## [CONSIGNE A]
Relevez dans l'extrait les formes de mobilisation étudiante qui se sont déroulées sur le territoire depuis le mois d'octobre.
## [CONSIGNE B]
Dans l'extrait, dans quelle ville la Coordination nationale des étudiants en travail social s'est-elle constituée ?
## [CONSIGNE C]
Reproduisez à l'identique tout le passage de l'extrait qui va de « L’histoire se répète » jusqu'à « le mois d’octobre. ».

## [EXTRAIT CITÉ]

L’histoire se répète : les pouvoirs publics ont à nouveau réussi, faute de gestion cohérente du dossier de la gratification, à fédérer contre eux les professionnels en formation. Reprenant le flambeau de celle qui s’était créée en 2008 lors de la parution du décret instaurant une rétribution minimale des stagiaires, la Coordination nationale des étudiants en travail social (1) s’est constituée les 16 et 17 novembre à Rennes. Les élèves de 24 écoles (avec une forte représentation des régions Ile-de-France et Rhône-Alpes, mais aussi de plusieurs villes de province) avaient fait le déplacement. Une création qui s’inscrit dans la suite logique des nombreuses mobilisations étudiantes – manifestations, grèves, actions – qui émaillent le territoire depuis le mois d’octobre.
« Le bilan de la situation est catastrophique, rapporte Arthur Pellan, l’un des cinq porte-parole de la coordination. Les étudiants doivent faire face à des stages différés, des suspensions voire des reports de formation. Nous avons des témoignages d’élèves de 3e année qui, n’ayant pas trouvé de stage, n’ont pas pu se présenter à l’examen du diplôme d’Etat. A d’autres, on a proposé de faire une année supplémentaire. » Il ajoute que certaines structures qui s’étaient engagées à gratifier viennent de faire savoir qu’elles ne rétribueraient pas les stagiaires en application de la circulaire du 25 octobre du ministère de l’Enseignement supérieur invitant les établissements relevant des fonctions publiques territoriale et hospitalière à suspendre toute rémunération pour l’année scolaire 2013-2014 (2). Un moratoire censé répondre à l’urgence de la situation (en attendant la mise en place d’une concertation) et calmer la gronde de la rue, mais que la coordination juge « dramatique » car « il ignore les réalités étudiantes et l’urgence de nos situations ».

## [DONNÉES FOURNIES]

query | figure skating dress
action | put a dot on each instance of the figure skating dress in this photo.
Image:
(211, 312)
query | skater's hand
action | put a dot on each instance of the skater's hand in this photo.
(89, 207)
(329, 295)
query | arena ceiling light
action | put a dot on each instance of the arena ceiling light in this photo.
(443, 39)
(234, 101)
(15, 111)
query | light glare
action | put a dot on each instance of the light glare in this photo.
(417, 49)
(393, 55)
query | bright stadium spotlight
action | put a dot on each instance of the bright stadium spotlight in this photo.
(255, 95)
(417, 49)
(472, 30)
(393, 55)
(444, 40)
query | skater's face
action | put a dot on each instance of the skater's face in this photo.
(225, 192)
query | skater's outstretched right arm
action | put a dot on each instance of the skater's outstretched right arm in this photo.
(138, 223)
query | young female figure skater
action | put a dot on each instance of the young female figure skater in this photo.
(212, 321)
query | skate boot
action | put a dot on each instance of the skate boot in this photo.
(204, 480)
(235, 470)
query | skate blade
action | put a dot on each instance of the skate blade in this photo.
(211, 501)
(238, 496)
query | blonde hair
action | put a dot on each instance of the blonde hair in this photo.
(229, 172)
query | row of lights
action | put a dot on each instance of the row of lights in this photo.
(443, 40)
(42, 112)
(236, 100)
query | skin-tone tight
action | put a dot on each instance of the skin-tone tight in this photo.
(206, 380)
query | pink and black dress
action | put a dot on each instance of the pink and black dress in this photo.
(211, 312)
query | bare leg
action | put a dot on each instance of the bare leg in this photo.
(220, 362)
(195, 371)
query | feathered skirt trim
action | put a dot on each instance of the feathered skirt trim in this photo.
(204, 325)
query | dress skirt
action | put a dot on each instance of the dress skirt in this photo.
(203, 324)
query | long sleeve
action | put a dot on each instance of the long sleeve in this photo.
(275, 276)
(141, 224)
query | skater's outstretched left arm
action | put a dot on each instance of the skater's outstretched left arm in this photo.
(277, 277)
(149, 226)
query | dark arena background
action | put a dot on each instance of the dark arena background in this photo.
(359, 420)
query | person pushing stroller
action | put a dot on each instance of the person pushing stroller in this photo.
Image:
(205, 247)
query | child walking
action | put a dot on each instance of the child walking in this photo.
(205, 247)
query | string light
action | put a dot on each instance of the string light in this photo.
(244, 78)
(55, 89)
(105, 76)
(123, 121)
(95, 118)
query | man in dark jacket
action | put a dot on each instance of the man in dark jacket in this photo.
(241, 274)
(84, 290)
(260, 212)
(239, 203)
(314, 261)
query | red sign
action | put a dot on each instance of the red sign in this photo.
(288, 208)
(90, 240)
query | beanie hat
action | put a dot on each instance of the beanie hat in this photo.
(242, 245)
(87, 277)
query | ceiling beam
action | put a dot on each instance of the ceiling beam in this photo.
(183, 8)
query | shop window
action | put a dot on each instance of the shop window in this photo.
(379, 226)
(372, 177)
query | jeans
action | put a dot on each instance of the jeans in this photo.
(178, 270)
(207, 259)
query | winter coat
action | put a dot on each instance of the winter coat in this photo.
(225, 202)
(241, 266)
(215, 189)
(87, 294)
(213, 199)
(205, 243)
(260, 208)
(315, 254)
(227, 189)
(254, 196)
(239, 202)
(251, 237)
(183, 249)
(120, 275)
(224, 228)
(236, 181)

## [RÉPONSE A]
manifestations, grèves, actions

## [RÉPONSE B]
À Rennes.

## [RÉPONSE C]
L’histoire se répète : les pouvoirs publics ont à nouveau réussi, faute de gestion cohérente du dossier de la gratification, à fédérer contre eux les professionnels en formation. Reprenant le flambeau de celle qui s’était créée en 2008 lors de la parution du décret instaurant une rétribution minimale des stagiaires, la Coordination nationale des étudiants en travail social (1) s’est constituée les 16 et 17 novembre à Rennes. Les élèves de 24 écoles (avec une forte représentation des régions Ile-de-France et Rhône-Alpes, mais aussi de plusieurs villes de province) avaient fait le déplacement. Une création qui s’inscrit dans la suite logique des nombreuses mobilisations étudiantes – manifestations, grèves, actions – qui émaillent le territoire depuis le mois d’octobre.